Task brief
Pull out every line of the listing that contains the string "point", treating uppercase and lowercase as different.

Data provided
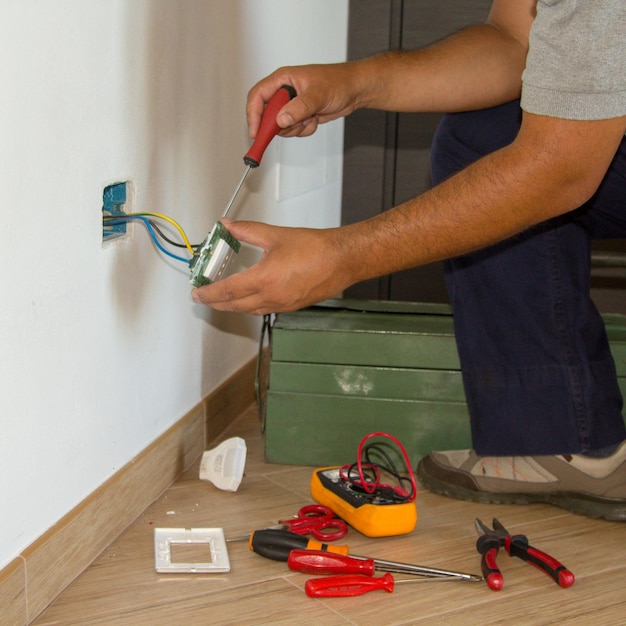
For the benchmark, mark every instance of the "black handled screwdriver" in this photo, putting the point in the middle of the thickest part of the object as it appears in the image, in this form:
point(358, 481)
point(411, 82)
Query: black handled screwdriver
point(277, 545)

---

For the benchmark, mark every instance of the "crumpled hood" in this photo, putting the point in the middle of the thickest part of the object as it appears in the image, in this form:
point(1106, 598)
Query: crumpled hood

Worked answer
For the benchmark, mark every instance of the "black handled screwdriver" in this photo, putting the point in the middle of the thickest part of the object as it appears in the image, in this form:
point(358, 481)
point(411, 82)
point(277, 545)
For the benchmark, mark every instance of the "crumpled hood" in this photo, putting the point in the middle of the thickest part of the object as it appears in the image, in this form:
point(1106, 598)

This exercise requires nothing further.